* CONSIGNES DE TRAVAIL *
• A. Présentez sous forme de tableau Markdown la partie des enregistrements qui commence à la ligne contenant « showerhead in the photo above. » et va jusqu'à la fin des enregistrements, bornes comprises. Utilisez une colonne « Numéro » pour le rang de chaque ligne et une colonne « Contenu » pour la ligne elle-même, en omettant les lignes vides.
• B. Rédigez la suite du texte consacré à l'horloger François-Paul Journe, en partant de sa dernière phrase.

* EXTRAIT DE PAGE *
%%

Paris est la ville dans laquelle se trouve l’une des neuf boutiques F.P.Journe, les autres étant disséminées de par le monde. Et Paris est la quatrième à célébrer son 10e anniversaire, après Tokyo, Hong Kong et Genève. Tous ces points de vente et les garde-temps qui y sont exposés correspondent aux fruits d’un dur labeur, « marque de fabrique » de François-Paul Journe dès ses jeunes années turbulentes à Marseille durant lesquelles son esprit libre ne lui a pas toujours rendu service. Ses années à l’École d’horlogerie au sud de la France, suivies par le dur apprentissage de restauration de pièces anciennes dans l’atelier de son oncle Michel à Paris, puis la découverte d’Abraham-Louis Breguet grâce à son mentor et « père spirituel » George Daniels, ont su développer sa passion vers « ce qui n’existait pas encore ». Son premier garde-temps, une montre de poche tourbillon, il l’a créé de toutes pièces, à la main, « parce que j’en voulais une et qu’il n’en avait pas de disponible à l’époque », explique-t-il. Invenit et Fecit. Il avait alors la petite vingtaine et travaillait chez son oncle. La réalisation de cette pièce lui demandera cinq ans, de 1978 à 1983. Entre-temps, sa deuxième montre prend déjà forme : rien de moins qu’un Planétarium, une commande spéciale à nouveau entièrement développée par le jeune horloger. « Inventer » et « créer » étaient ses leitmotive, viendront très vite « décider » et « choisir ».
Déterminé et indépendant
Son retrait de Baselworld il y a de cela 17 ans correspond à une décision que beaucoup d’autres marques prennent aujourd’hui, pour les mêmes raisons. Sa première participation date de 1987, en tant que membre de l’Académie Horlogère des Créateurs Indépendants (AHCI). « À l’époque, explique-t-il, je faisais des pièces sur mesure, des commandes spéciales. Je suis allé à Bâle pour le plaisir. George Daniels participait au salon avec l’AHCI, et nous ne recherchions pas de clients. Nous y sommes retournés en 1990 et 1991. Puis j’ai tout stoppé, pendant sept ans. Parce que je n’avais rien à monter. J’y suis finalement retourné en 1999 avec la Tourbillon Remontoir d’Egalité, une première mondiale, puis encore en 2000 afin de présenter mon Régulateur à Résonance, la première montre de poignet qui intégrait ce mécanisme. En 2001, nous sommes revenus une nouvelle fois avec notre propre stand. Mais tout a pris fin en 2002, parce que je me suis retrouvé à un endroit qui ne me convenait pas alors que j’avais demandé un emplacement bien spécifique. De plus, le mètre carré devenait de plus en plus cher. J’ai donc proposé à mes détaillants d’investir plutôt cet argent dans des campagnes de promotion et de les faire venir à Genève une fois par année. Ils ont accepté. »

%%

* LISTE DES ENREGISTREMENTS *

%%

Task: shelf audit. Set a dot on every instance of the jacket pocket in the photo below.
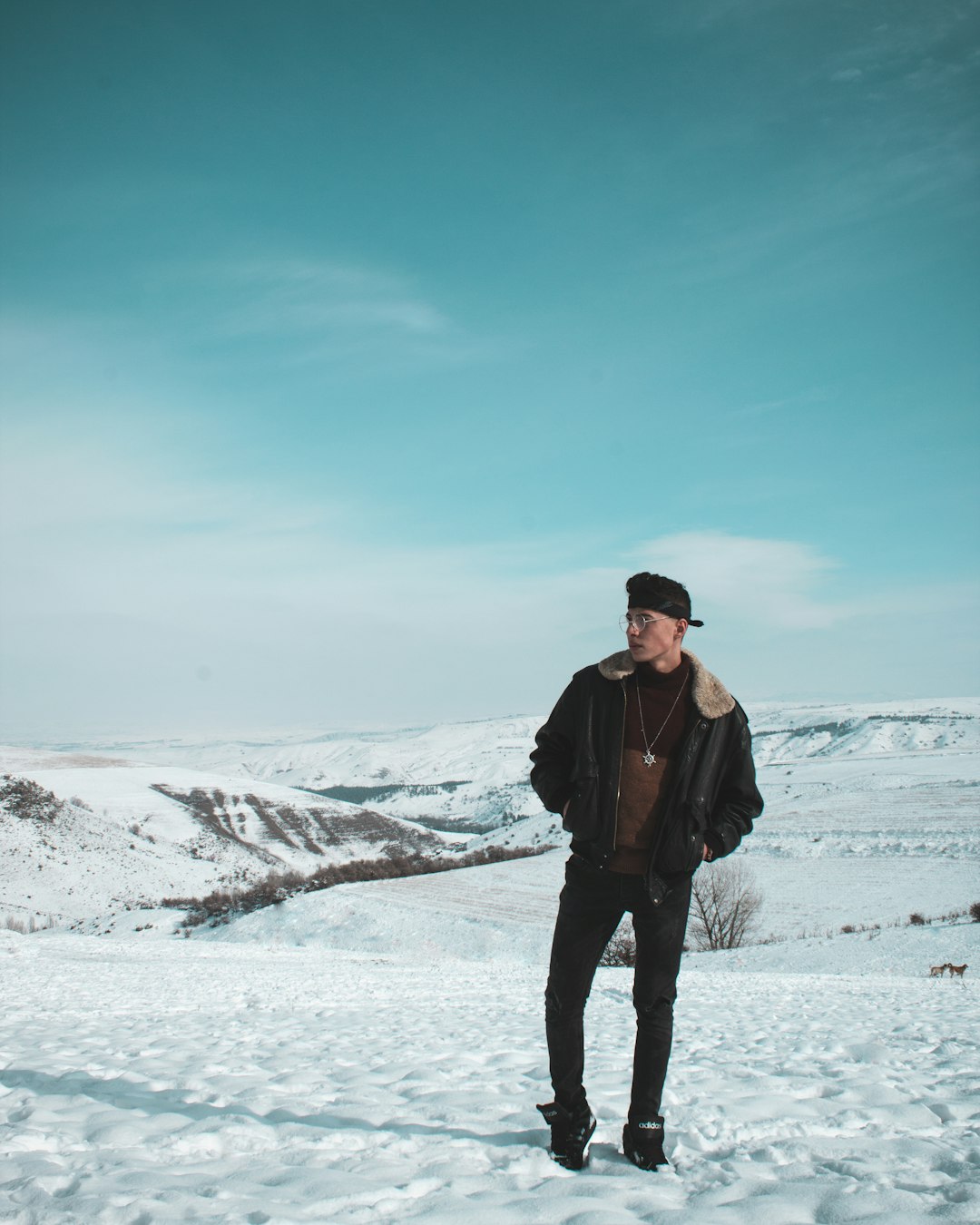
(681, 849)
(582, 812)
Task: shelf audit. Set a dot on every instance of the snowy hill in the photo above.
(374, 1051)
(888, 783)
(132, 833)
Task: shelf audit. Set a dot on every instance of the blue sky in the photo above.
(354, 353)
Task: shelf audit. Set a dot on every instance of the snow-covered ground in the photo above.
(374, 1053)
(276, 1078)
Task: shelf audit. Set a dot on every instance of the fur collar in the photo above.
(710, 695)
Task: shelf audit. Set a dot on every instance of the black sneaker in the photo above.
(569, 1134)
(643, 1143)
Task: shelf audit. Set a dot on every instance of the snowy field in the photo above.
(265, 1073)
(374, 1053)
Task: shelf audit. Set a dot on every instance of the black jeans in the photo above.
(592, 904)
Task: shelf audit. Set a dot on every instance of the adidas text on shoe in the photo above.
(643, 1143)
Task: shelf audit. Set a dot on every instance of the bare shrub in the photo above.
(26, 799)
(724, 906)
(620, 949)
(222, 906)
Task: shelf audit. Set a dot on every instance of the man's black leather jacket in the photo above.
(713, 797)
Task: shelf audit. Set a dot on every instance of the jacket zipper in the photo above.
(619, 772)
(689, 749)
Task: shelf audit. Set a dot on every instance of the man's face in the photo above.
(659, 641)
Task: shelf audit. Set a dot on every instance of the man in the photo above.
(648, 760)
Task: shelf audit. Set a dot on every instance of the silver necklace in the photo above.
(648, 757)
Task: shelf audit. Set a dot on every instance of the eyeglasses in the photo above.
(639, 622)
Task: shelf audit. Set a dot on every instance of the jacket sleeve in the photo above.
(554, 757)
(738, 800)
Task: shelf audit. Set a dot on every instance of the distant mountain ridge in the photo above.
(213, 814)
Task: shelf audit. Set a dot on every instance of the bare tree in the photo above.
(724, 904)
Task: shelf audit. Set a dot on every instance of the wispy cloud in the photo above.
(320, 310)
(748, 577)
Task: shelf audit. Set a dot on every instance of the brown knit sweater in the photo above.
(643, 789)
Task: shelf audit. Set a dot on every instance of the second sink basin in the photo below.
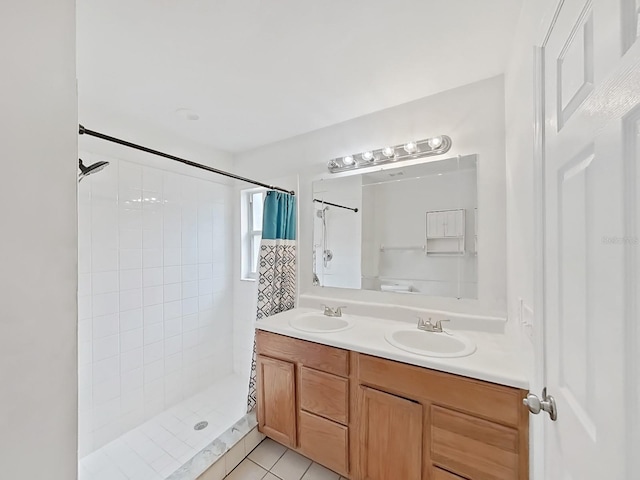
(444, 345)
(318, 323)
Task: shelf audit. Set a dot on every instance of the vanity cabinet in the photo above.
(390, 440)
(370, 418)
(277, 399)
(316, 402)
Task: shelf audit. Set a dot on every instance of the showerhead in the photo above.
(321, 213)
(85, 171)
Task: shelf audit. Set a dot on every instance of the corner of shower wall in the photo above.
(155, 279)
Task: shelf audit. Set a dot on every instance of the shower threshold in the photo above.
(168, 446)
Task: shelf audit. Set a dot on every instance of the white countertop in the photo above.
(493, 361)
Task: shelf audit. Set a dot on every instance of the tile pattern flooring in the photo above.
(156, 449)
(272, 461)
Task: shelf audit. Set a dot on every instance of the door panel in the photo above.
(325, 441)
(589, 268)
(390, 437)
(473, 447)
(277, 399)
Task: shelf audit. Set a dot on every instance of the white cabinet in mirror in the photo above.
(410, 229)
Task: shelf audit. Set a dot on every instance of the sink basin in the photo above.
(318, 323)
(430, 344)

%%

* CORRIGÉ PAR EXERCICE *
• A.
| Numéro | Contenu |
|---|---|
| 1 | Task: shelf audit. Set a dot on every instance of the showerhead in the photo above. |
| 2 | (321, 213) |
| 3 | (85, 171) |
| 4 | Task: shelf audit. Set a dot on every instance of the corner of shower wall in the photo above. |
| 5 | (155, 279) |
| 6 | Task: shelf audit. Set a dot on every instance of the shower threshold in the photo above. |
| 7 | (168, 446) |
| 8 | Task: shelf audit. Set a dot on every instance of the white countertop in the photo above. |
| 9 | (493, 361) |
| 10 | Task: shelf audit. Set a dot on every instance of the tile pattern flooring in the photo above. |
| 11 | (156, 449) |
| 12 | (272, 461) |
| 13 | Task: shelf audit. Set a dot on every instance of the door panel in the photo above. |
| 14 | (325, 441) |
| 15 | (589, 268) |
| 16 | (390, 437) |
| 17 | (473, 447) |
| 18 | (277, 399) |
| 19 | Task: shelf audit. Set a dot on every instance of the white cabinet in mirror in the photo above. |
| 20 | (410, 229) |
| 21 | Task: shelf audit. Set a dot on every instance of the sink basin in the photo above. |
| 22 | (318, 323) |
| 23 | (430, 344) |

• B.
Autre décision : pas de Poinçon de Genève estampillé sur les montres F.P.Journe, chaque marque devant être son propre juge. « Et pour aller encore plus loin, poursuit-il, je ne grave pas “Swiss Made” sur mes cadrans. Le Swiss Made, c’est bon pour Swatch. Si nous devions l’utiliser, cela voudrait dire que seulement 60 % de mes montres proviennent de mon atelier. Une aberration alors que nous créons chacune de nos montres à 100 % ! »
De nobles causes et de la discrétion
F.P.Journe est tout aussi fidèle à ses amis qu’il est discret au sujet de ses activités de bienfaisance. Il faut ensuite savoir que le Japon est son pays préféré. « En 2001, je venais tout juste de terminer la pièce N°1 des Centigraphe, une commande d’un client qui désirait une montre de sport, lorsque le tsunami a frappé. À la place d’honorer cette commande, j’ai décidé d’offrir la Centigraphe à Christie’s Hong Kong pour une vente aux enchères. Les 450’000 dollars correspondant au produit de la vente ont ensuite été versés à Médecins du Monde et à un architecte chargé de construire un édifice à Sendai en aide aux victimes. »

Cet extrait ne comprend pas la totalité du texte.